Problem statement
Copy out the rows below, swapping every "coordinate pair" for "point" and keeping everything else the same. Leave the pictures out.

Data for processing

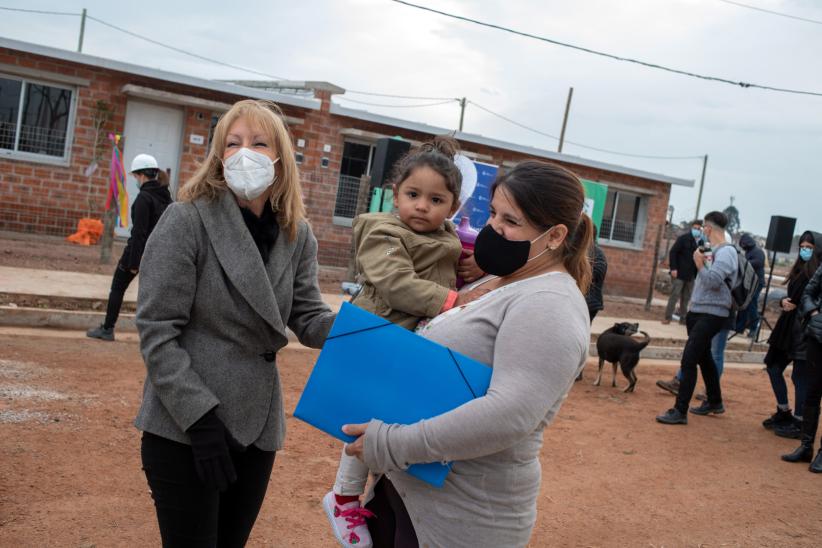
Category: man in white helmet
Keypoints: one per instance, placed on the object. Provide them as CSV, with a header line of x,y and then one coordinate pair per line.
x,y
149,205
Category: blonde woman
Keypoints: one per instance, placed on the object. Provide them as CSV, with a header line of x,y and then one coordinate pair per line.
x,y
226,270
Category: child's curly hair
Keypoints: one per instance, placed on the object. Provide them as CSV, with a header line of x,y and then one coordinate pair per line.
x,y
437,154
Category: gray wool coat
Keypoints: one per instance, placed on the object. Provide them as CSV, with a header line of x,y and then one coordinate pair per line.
x,y
212,315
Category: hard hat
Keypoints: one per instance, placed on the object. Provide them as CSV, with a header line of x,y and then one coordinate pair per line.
x,y
143,161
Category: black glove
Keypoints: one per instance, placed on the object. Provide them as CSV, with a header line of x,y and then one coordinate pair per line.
x,y
210,443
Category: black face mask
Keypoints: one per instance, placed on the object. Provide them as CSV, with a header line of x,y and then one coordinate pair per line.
x,y
498,256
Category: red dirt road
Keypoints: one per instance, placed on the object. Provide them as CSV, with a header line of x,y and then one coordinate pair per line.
x,y
70,471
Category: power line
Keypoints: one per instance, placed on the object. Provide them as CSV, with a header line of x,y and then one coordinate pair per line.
x,y
616,152
178,50
400,96
450,101
42,12
609,55
771,12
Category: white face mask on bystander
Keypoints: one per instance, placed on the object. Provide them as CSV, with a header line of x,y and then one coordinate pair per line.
x,y
248,173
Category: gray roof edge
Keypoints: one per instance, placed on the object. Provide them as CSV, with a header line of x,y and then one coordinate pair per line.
x,y
524,149
213,85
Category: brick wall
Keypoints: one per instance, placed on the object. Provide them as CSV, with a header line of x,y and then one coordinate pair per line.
x,y
36,197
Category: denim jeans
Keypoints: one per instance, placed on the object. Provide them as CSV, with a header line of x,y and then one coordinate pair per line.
x,y
718,344
780,388
702,328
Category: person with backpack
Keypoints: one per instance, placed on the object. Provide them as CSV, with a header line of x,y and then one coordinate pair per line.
x,y
710,308
808,310
749,317
146,210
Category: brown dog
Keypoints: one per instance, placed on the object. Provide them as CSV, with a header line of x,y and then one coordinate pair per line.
x,y
617,346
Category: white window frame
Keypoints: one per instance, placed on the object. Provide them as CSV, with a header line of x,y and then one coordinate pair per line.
x,y
641,224
65,159
348,221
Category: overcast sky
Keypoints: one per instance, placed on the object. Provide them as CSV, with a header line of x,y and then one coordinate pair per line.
x,y
765,148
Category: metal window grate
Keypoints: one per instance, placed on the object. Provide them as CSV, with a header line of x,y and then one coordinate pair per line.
x,y
348,192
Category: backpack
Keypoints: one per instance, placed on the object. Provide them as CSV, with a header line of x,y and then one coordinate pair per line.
x,y
746,282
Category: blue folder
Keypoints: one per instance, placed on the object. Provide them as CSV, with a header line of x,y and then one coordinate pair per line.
x,y
370,368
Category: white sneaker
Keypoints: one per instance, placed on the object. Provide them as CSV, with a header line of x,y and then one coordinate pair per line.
x,y
348,521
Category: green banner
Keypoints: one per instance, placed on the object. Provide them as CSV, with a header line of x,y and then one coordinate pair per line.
x,y
595,196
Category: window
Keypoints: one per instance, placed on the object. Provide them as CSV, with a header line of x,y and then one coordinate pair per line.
x,y
35,119
623,220
356,161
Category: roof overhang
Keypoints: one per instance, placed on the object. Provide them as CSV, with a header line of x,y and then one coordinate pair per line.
x,y
340,110
173,77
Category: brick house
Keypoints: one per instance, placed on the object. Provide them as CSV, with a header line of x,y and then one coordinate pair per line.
x,y
57,108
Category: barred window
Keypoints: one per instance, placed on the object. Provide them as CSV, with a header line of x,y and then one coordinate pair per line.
x,y
622,220
35,119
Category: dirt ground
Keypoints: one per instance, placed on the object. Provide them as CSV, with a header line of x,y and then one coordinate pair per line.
x,y
70,471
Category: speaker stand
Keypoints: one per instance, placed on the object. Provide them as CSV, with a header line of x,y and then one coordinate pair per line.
x,y
762,319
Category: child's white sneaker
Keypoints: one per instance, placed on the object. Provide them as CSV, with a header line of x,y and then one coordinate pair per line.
x,y
348,521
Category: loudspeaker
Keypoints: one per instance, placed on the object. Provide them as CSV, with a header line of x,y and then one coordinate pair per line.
x,y
385,157
780,234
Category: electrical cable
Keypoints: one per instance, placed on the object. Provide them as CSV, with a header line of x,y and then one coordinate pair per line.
x,y
450,101
178,50
771,12
399,96
610,55
42,12
618,153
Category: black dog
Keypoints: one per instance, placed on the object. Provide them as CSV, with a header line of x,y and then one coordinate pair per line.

Task output
Category: man in white helmet
Keypoints: one per instance, placed on the object. Provide them as CSV, with a header line of x,y and then one point per line.
x,y
149,205
Category: blonde woman
Keypoints: one per instance, placed on the object. Provide them as CSV, with a header line of x,y and then one point per line.
x,y
226,270
Category: child's curly hair
Keypoints: one per instance, placed on the object. Provide them as CSV, with a header line of x,y and then one point per line.
x,y
437,154
Category: gray wool coat
Keypoints: one per instance, placed on the object. Provide them as CSV, with a header line of x,y and then one point per line.
x,y
212,315
Category: hard hat
Keypoints: one per instance, placed on the object. Provide them as CSV, with a header line of x,y and then one point per line.
x,y
143,161
Category: black glove
Keypoints: one per instance, placed on the object. Provide them as CSV, with a header line of x,y and then one point per line.
x,y
210,443
Category: black face mask
Keypoints: one per instance, placed on the object. Provide them as CSV, with a header line of x,y and then one point per line.
x,y
498,256
Category: red dirt road
Keypoints: one per instance, placed on the object. Provide them as CSV, with a header line of x,y and then one point per line.
x,y
70,471
Category: power line
Keypoints: one per instance, placed on the object. Provide them as CSV, with a header line of x,y and then one point per line.
x,y
616,152
178,50
400,96
450,101
42,12
609,55
771,12
Category: white face mask on bystander
Keypoints: one per instance, placed on the object. Provide them as CSV, with a header line of x,y and then one point per line.
x,y
248,173
Category: gray roof edge
Keypoints: one per instance, placed on the object. Provide them as CSV, with a header line of x,y and then one point per line.
x,y
524,149
213,85
Category: brick wall
Keypoints: one per instance, placed on the object. Provide them as CSV, with a header line of x,y and then one point per line.
x,y
36,197
Category: denim jeans
Keypoints: one per instance, placed on the object. Provide them as CSV, with a header line of x,y and then one point per line.
x,y
718,344
780,388
702,328
Category: person with backpack
Keypoints: one per instance, placed on the object. Provide them as CSV, with a header line of x,y and then one point per line.
x,y
710,308
808,310
749,317
146,210
Category: brown dog
Keypoints: one per instance, placed on the object. Provide them as CSV, with a header line of x,y and then one point per line.
x,y
617,346
Category: white window frame
Keypoints: one per instance, placed on the object. Provide them as CSV, with a header line of x,y and then one point per line.
x,y
641,224
65,159
348,221
Category: overcast sky
Keypoints: one per instance, placed on the object. Provide them as CSV, with a header line of x,y and then one point per line.
x,y
765,148
Category: metal window grate
Keypoints: one per instance, placed on the object. Provide them as CSV, with a header line of x,y and then one point per line.
x,y
348,192
Category: backpack
Keypoints: one per instance, placed on the object. Provide them as CSV, with a header line of x,y and then one point per line.
x,y
746,282
Category: blue folder
Keypoints: one per instance, placed on the object. Provide them as CSV, with a header line of x,y and then one point per line.
x,y
370,368
Category: white sneaker
Keypoints: one per instance, placed on the object. Provide them as CSV, with a header line of x,y and then one point per line.
x,y
348,521
Category: green banner
Keypoints: one per instance, placed on the object. Provide them as CSV, with a header line of x,y and then one point per line.
x,y
595,196
Category: window
Keypoints: one per instance, placed on the object. Provide them as CSV, with a header line of x,y and then one point per line.
x,y
35,119
623,220
356,161
Category: roof overhang
Keypoints: one per instance, placed on the object. Provide them as CSV, with a header line of x,y and then one point per line.
x,y
340,110
173,77
Category: brick house
Keypoints: one per instance, placed on the object. Provide them as CSV, with a header line of x,y and then one point per line.
x,y
57,108
Category: barred window
Keypoints: one per instance, placed on the object. Provide them as CSV, with a header line of x,y and then one point per line.
x,y
622,220
35,119
Category: dirt ground
Keypoints: one per instance, placed on the object. Provide them as CSV, with a header line of x,y and then one point per line.
x,y
70,471
Category: speaker stand
Keypoints: one per instance, placed on the object. Provide them as CSV, with a header line of x,y and then one point per line.
x,y
762,319
Category: child's white sneaker
Keypoints: one per instance, placed on the object. Provide them as CSV, with a header line of x,y and then one point per line.
x,y
348,521
Category: loudspeaker
Keypoints: one per instance, placed on the object. Provide them as CSV, with a header line of x,y and then one point per line.
x,y
385,157
780,234
Category: electrical cable
Keypoints: one per instance, placed on the object. Provide them as CSV, with a header line of x,y and then one point per line.
x,y
450,101
178,50
771,12
399,96
610,55
42,12
618,153
Category: black dog
Keypoints: one per instance, placed on the object. Provide them as CSV, with a header line of x,y and then one point per line.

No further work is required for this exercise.